Special Issue: New Perspectives on Psychoanalytic Processes
Yerushalmi, H. (Issue Editor) (2021). Introduction: New Perspectives on Psychoanalytic Clinical Processes. American Journal of Psychoanalysis, 81(3), 273–280.
Revisiting Analytic Concepts Amid a Global Crisis
From time to time, analytic therapists tend to re-examine their fundamental personal and theoretical perceptions, beliefs, and experiential knowledge of analytic processes. Currently, however, this mental action seems especially urgent amidst the massive volatile social, cultural, and political repercussions of the global COVID-19 pandemic. Our personal and public realities and our ways of living in them have dramatically changed—indefinitely. Moreover, some of the current challenges might change our lives beyond this global crisis and, therefore, analytic therapists need to revisit our conceptualization. To this end, this special issue of the American Journal of Psychoanalysis on current clinical issues in psychoanalysis offers new perspectives on human development, psychopathology, intrapsychic and intersubjective processes, and transference–countertransference relations……
Kernberg, O. F. (2021). Challenges for the Future of Psychoanalysis. American Journal of Psychoanalysis, 81(3), 281–300.
This paper summarizes the current crisis of psychoanalysis in its relations to the scientific and cultural environment. It proposes tasks to assure the survival and contributions of psychoanalysis as science, profession, and humanistic discipline. It proposes emphasis on empirical research in the boundaries with the neurosciences and social psychology, and the development of an infrastructure for research linked to its educational program. It proposes renovation in training, abolishment of the training analysis system, and systematic teaching and research on the psychoanalytic psychotherapies focused on specific pathologies. This overall proposal stresses the need to collaborate and potentially integrate psychoanalytic institutions within university settings, and the development of active interdisciplinary engagements with other sciences and the community at large. Finally, it stresses the role of contemporary object relations theory to reunify the presently diverging schools of psychoanalytic theory and technique.
Ahumada, J. L. (2021). Unbridled! Thoughts on Times of Self-Begetting and Violence. American Journal of Psychoanalysis, 81(3), 301–325.

* * *

▶ Problems and tasks
• a. In the special-issue listing, which areas does the introduction say the issue offers new perspectives on?
• b. Could you extend the psychoanalysis special-issue listing from its last line?

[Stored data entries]
* * *

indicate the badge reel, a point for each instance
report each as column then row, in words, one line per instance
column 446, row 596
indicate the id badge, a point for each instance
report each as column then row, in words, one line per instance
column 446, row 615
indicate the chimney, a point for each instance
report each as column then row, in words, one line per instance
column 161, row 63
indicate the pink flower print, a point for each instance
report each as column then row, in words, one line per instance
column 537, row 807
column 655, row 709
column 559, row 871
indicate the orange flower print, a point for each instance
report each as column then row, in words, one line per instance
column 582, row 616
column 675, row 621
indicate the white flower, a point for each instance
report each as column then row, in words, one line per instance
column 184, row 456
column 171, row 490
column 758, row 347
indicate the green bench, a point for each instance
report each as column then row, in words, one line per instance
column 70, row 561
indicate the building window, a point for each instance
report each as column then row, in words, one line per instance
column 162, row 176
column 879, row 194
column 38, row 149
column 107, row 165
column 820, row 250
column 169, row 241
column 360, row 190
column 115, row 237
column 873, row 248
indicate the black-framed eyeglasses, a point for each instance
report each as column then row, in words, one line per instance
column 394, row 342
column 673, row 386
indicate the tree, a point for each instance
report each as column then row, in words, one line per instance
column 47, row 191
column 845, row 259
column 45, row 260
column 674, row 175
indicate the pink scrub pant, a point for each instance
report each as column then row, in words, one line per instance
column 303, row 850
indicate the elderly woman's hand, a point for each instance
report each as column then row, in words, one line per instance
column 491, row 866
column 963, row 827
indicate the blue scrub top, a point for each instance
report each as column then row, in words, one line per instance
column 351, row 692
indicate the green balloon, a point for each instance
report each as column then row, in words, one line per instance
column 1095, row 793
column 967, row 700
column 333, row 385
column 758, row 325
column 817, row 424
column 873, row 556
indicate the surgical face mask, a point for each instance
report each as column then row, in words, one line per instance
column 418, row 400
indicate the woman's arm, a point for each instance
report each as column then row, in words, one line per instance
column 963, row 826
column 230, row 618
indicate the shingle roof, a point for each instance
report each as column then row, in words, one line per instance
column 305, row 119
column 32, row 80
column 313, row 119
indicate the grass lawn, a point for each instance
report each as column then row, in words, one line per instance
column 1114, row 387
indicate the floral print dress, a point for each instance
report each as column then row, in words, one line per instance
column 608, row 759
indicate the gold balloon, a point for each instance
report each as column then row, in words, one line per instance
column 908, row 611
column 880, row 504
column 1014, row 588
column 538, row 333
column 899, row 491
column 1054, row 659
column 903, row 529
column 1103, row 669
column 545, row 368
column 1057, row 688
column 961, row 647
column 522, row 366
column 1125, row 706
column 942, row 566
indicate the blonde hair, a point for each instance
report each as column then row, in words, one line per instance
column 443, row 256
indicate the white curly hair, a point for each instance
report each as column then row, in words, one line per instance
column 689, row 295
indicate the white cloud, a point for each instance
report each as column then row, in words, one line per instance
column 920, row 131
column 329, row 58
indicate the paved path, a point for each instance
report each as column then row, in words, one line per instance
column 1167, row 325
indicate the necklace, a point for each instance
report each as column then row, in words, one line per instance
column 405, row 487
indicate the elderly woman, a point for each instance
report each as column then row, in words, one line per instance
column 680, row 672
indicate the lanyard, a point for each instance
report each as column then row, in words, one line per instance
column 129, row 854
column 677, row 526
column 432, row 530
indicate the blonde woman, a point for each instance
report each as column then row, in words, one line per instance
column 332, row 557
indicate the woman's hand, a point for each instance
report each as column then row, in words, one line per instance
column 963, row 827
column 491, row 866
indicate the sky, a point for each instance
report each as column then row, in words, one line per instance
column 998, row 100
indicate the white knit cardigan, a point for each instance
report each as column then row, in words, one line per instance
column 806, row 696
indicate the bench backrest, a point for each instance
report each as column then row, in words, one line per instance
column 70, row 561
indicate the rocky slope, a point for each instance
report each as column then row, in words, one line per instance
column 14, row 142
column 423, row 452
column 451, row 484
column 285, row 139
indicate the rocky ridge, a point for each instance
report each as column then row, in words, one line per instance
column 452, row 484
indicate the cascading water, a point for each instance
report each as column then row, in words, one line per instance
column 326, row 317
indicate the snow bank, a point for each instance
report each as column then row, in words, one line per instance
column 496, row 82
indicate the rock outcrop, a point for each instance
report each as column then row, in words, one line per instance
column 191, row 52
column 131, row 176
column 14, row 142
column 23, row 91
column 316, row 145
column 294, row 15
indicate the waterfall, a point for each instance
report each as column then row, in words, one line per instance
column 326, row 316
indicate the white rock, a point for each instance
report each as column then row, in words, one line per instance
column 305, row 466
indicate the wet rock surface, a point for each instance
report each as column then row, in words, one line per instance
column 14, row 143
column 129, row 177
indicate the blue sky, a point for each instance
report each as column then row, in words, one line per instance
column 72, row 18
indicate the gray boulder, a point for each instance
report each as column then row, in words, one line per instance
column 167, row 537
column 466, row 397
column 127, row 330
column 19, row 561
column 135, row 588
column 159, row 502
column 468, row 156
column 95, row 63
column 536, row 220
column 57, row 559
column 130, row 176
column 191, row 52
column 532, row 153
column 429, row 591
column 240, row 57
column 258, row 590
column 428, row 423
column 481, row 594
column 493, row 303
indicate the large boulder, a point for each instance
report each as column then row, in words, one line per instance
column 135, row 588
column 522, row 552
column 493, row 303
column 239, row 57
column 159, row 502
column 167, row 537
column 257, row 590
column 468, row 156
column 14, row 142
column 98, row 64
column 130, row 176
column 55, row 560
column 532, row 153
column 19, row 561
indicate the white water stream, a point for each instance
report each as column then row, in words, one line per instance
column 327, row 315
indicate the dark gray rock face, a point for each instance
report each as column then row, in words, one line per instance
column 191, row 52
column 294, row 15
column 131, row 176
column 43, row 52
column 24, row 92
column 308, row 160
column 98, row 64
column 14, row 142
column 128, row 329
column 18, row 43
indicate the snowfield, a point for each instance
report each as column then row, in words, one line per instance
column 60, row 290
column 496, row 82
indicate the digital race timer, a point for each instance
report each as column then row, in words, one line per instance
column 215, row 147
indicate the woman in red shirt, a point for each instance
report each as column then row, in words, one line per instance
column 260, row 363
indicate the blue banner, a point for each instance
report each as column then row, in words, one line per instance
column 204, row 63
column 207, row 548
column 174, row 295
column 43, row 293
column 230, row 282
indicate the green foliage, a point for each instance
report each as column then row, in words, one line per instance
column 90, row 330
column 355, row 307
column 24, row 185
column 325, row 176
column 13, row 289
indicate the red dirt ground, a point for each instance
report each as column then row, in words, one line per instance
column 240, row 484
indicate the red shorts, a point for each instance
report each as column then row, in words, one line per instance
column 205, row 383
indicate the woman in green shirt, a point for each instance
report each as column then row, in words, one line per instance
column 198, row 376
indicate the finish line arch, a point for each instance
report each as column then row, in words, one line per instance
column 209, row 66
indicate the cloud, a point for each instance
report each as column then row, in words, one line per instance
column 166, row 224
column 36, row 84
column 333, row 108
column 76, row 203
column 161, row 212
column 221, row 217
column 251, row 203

* * *

▶ Answers by task
• a. Human development, psychopathology, intrapsychic and intersubjective processes, and transference–countertransference relations.

• b.
Mind is multi-levelled displaying an eons-long prehistory, while as Freud well knew civilization is new and frail: in biological evolution Thanatos long antecedes Eros. Complex intraspecies interchanges in higher animals proceeding by analogic communication give a firm place to Freudian Dingvorstellungen. Self-recognition and reflective thought come exceedingly late, in apes, requiring affectionate baby-mother mirroring. Deriving from inquiry on ego-dystonic neuroses, psychoanalysis must in the Age of Media deal with ego-syntonic pathologies sporting a demise of self-observation and self-reflection: borderline, autistic and autistoid disturbances. The ‘epidemy of autism’ offers fertile ground for very early psychoanalytic intervention, here briefly illustrated clinically. But on the other side, adolescent and post-adolescent disturbances cover a range going from autistoid retraction to more and more defiant if not violent protagonistic self-begettings, often propelled by overriding feelings of victimhood: filio-parental violence is the offshoot. Postmodernist ideologies accompany and fuel such trends.
Civitarese, G. (2021). Bion’s Graph of “In Search of Existence.” American Journal of Psychoanalysis, 81(3), 326–350.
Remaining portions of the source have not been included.